- _Data provided_:
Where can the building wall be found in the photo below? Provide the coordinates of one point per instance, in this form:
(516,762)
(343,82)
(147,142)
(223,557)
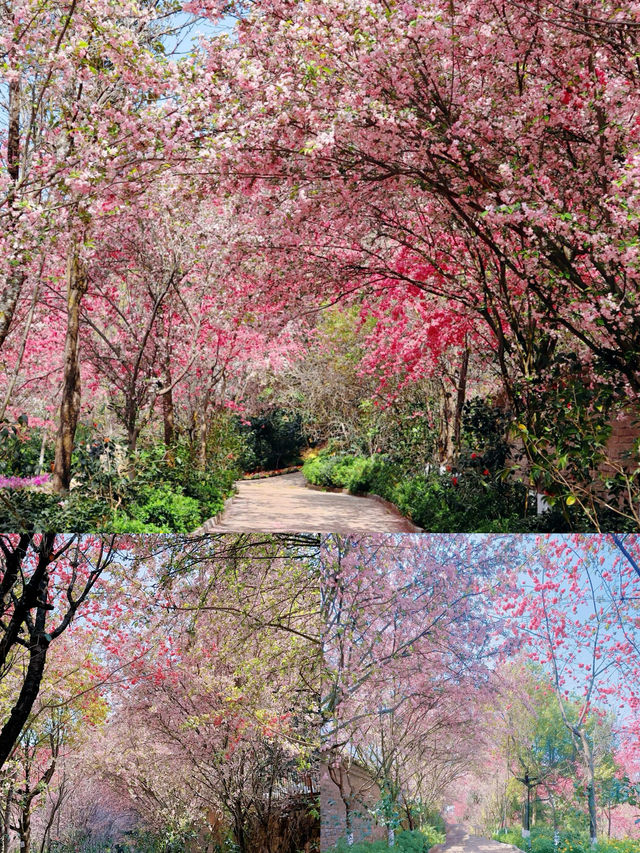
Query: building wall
(363,792)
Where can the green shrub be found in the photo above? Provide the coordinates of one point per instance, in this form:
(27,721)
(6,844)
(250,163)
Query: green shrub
(272,440)
(165,510)
(407,841)
(570,842)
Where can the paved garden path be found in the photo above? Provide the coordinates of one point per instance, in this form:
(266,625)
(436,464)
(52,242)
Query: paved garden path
(284,503)
(459,841)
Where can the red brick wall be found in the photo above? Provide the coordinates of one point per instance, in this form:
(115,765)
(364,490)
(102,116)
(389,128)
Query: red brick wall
(363,792)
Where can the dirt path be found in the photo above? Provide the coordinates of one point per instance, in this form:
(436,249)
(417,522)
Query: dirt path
(459,841)
(285,504)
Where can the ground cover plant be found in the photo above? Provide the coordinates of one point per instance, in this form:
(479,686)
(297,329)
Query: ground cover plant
(179,243)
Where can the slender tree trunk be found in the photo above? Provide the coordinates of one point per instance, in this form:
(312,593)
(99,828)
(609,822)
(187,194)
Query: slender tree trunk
(16,276)
(18,362)
(6,818)
(461,396)
(348,822)
(71,390)
(591,787)
(202,433)
(25,827)
(168,417)
(38,646)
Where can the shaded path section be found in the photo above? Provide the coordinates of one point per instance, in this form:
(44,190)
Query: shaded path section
(459,841)
(284,503)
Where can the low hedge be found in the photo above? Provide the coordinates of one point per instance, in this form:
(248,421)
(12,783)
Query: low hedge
(471,501)
(570,842)
(407,841)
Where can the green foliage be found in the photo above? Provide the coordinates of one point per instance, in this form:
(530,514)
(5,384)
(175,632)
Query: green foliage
(272,440)
(408,841)
(150,491)
(571,841)
(469,501)
(20,449)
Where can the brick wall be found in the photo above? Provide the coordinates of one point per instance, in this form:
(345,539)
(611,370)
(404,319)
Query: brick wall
(363,793)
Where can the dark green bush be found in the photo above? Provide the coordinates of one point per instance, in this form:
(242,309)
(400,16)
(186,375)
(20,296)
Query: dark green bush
(272,440)
(574,841)
(469,501)
(156,493)
(407,841)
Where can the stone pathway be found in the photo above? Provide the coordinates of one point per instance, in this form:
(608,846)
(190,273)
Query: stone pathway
(284,503)
(459,841)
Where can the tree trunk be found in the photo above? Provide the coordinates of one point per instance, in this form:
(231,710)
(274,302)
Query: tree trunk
(71,390)
(6,818)
(38,646)
(25,828)
(461,396)
(16,276)
(168,417)
(348,823)
(591,787)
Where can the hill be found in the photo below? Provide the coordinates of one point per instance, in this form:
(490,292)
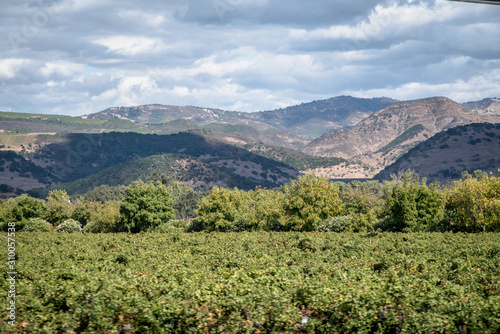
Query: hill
(380,139)
(308,120)
(313,119)
(207,160)
(487,107)
(446,155)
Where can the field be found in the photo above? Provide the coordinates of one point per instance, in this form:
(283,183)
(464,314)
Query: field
(255,283)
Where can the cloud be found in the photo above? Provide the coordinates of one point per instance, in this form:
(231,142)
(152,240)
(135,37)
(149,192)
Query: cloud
(76,57)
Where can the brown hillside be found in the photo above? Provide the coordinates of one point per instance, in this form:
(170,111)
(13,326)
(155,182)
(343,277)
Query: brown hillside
(388,133)
(487,107)
(446,155)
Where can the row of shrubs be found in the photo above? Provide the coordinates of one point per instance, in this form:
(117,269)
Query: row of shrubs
(404,204)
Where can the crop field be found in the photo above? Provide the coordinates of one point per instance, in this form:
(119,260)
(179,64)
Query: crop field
(254,283)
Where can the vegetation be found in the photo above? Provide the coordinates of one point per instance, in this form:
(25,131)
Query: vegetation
(308,204)
(146,207)
(256,282)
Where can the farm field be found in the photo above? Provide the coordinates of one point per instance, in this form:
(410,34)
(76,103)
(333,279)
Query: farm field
(256,283)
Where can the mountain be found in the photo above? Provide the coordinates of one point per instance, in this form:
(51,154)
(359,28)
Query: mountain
(308,120)
(380,139)
(487,107)
(207,160)
(446,155)
(33,124)
(313,119)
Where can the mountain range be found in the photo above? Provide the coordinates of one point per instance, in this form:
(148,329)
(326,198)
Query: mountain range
(339,138)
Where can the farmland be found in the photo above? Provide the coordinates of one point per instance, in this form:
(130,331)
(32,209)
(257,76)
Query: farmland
(257,282)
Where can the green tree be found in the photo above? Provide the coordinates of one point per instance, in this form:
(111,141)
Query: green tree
(473,204)
(28,207)
(145,207)
(414,207)
(59,207)
(106,193)
(308,201)
(221,208)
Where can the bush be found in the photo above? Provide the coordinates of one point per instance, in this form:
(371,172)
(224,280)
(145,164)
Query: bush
(37,225)
(221,208)
(308,201)
(173,226)
(69,226)
(335,224)
(146,207)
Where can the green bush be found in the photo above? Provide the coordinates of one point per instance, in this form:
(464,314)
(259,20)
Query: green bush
(308,201)
(37,225)
(69,226)
(173,226)
(145,207)
(335,224)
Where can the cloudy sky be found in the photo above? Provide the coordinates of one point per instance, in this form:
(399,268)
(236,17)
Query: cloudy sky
(76,57)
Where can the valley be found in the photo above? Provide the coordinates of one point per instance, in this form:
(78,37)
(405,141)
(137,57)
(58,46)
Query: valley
(341,138)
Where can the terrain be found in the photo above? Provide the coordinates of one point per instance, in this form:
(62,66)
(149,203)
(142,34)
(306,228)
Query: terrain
(446,155)
(308,120)
(384,136)
(487,107)
(206,147)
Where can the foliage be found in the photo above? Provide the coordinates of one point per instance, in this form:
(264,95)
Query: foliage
(37,225)
(256,282)
(414,207)
(69,226)
(335,224)
(104,219)
(308,201)
(220,209)
(105,193)
(473,204)
(27,207)
(173,226)
(145,207)
(59,207)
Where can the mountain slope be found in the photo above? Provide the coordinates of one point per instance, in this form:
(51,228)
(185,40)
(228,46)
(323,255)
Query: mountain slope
(308,119)
(446,155)
(188,170)
(318,117)
(486,107)
(381,138)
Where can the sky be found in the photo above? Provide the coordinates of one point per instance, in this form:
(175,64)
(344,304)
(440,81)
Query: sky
(76,57)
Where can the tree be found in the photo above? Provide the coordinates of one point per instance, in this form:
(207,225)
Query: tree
(308,201)
(106,193)
(221,208)
(28,207)
(145,207)
(473,204)
(414,207)
(59,207)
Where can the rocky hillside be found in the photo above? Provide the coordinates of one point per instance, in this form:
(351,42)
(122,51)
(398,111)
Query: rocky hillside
(446,155)
(308,120)
(381,138)
(313,119)
(487,107)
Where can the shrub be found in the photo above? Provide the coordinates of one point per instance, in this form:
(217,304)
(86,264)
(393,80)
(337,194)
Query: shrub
(37,225)
(69,226)
(173,226)
(308,201)
(335,224)
(145,207)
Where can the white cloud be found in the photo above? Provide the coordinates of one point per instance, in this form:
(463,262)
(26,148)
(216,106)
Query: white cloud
(62,68)
(131,45)
(259,54)
(11,66)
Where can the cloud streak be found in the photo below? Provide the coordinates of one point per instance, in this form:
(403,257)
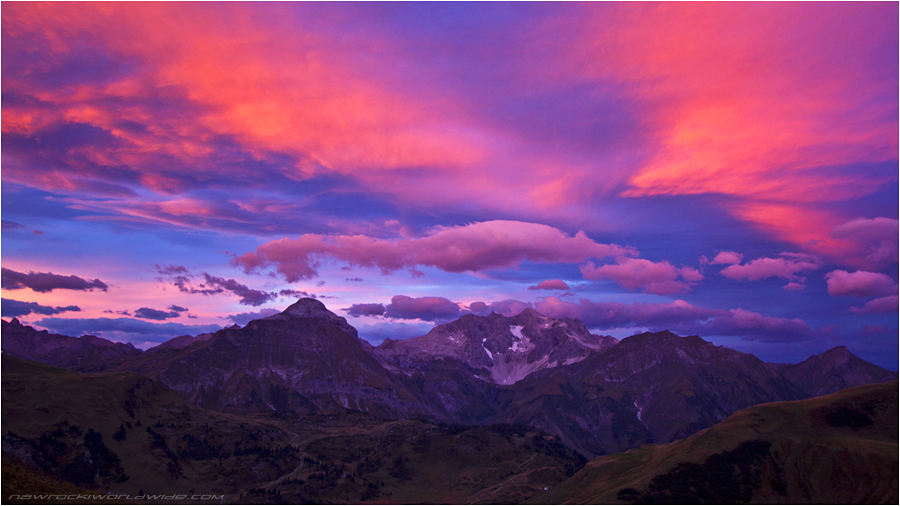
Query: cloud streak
(659,278)
(860,283)
(45,282)
(15,308)
(469,248)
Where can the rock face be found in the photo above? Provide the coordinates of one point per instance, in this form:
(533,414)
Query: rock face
(597,395)
(302,359)
(649,388)
(85,353)
(834,370)
(176,343)
(503,350)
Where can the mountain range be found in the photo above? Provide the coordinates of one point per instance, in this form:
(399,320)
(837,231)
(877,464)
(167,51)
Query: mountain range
(594,394)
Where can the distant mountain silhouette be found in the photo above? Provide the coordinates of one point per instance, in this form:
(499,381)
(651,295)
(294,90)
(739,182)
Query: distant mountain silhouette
(834,370)
(836,449)
(85,353)
(598,395)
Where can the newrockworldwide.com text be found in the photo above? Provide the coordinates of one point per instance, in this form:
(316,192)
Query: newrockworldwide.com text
(116,497)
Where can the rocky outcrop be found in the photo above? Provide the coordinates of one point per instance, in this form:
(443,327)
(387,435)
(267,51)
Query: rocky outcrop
(502,349)
(85,353)
(834,370)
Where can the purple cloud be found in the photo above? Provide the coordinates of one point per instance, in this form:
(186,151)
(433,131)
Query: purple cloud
(44,282)
(550,284)
(474,247)
(155,314)
(860,283)
(659,278)
(245,318)
(887,304)
(365,310)
(422,308)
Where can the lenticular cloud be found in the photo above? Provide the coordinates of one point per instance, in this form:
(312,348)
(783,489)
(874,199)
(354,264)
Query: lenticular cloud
(473,247)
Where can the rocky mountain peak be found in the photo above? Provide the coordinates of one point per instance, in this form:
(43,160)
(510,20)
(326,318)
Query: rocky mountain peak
(311,308)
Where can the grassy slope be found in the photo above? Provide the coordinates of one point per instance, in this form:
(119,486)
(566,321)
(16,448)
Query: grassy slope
(822,449)
(339,458)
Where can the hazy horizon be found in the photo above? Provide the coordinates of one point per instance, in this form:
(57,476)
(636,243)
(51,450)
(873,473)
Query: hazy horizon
(722,169)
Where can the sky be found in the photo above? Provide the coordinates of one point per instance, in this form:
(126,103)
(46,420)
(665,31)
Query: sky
(722,169)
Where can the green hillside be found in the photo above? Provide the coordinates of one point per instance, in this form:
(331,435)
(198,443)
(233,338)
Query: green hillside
(836,449)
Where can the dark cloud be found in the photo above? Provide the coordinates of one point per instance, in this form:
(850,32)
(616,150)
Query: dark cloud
(298,294)
(249,296)
(377,333)
(11,225)
(365,310)
(44,282)
(550,284)
(171,270)
(422,308)
(181,278)
(887,304)
(122,329)
(155,314)
(508,307)
(13,308)
(245,318)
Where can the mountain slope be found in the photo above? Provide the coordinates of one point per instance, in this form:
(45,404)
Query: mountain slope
(837,449)
(85,353)
(649,388)
(302,359)
(504,349)
(834,370)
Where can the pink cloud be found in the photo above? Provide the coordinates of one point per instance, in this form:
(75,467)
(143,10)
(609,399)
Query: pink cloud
(752,327)
(615,314)
(365,310)
(795,286)
(874,239)
(887,304)
(550,284)
(787,266)
(653,277)
(860,283)
(680,316)
(727,257)
(474,247)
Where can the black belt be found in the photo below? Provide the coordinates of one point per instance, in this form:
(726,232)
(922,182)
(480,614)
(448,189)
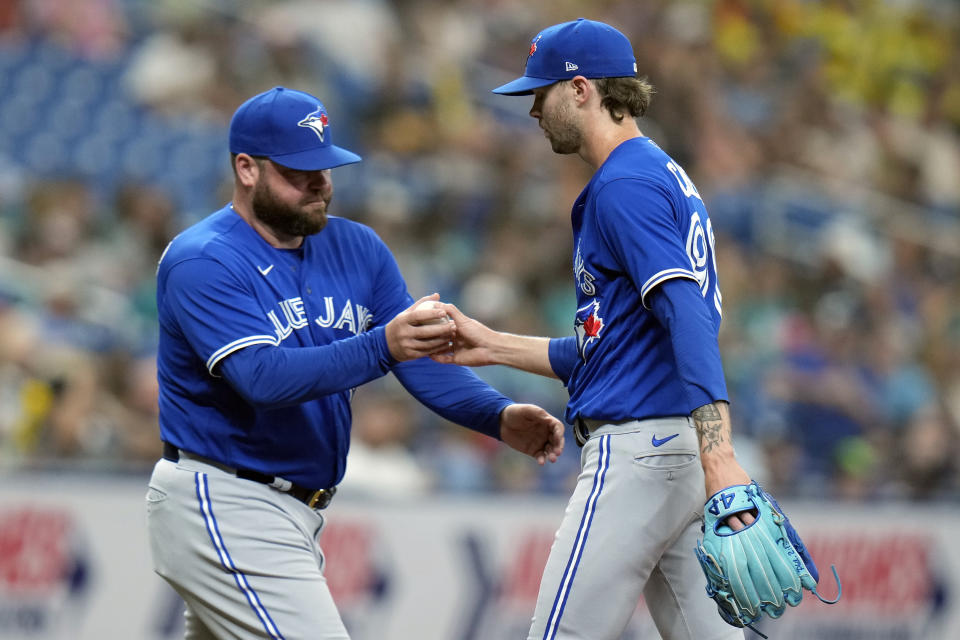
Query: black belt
(313,498)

- _Exercise requirements_:
Starting at the line containing "Where can the pink", write out each line through the last one in the listing above, inclusive, and nothing else. Pictures are excluded from the copy.

- _Response for this exercise_:
Where can the pink cloud be found in the photo above? Provide the coordinates of one point per instance, in this form:
(75,467)
(143,10)
(609,399)
Query: pink cloud
(752,327)
(615,314)
(365,310)
(795,286)
(874,239)
(887,304)
(550,284)
(787,266)
(653,277)
(860,283)
(680,316)
(727,257)
(474,247)
Where can the black belt be found in the photo below? Provide the coordinates of one point per instance, in this form:
(726,232)
(922,182)
(480,614)
(448,189)
Query: black belt
(313,498)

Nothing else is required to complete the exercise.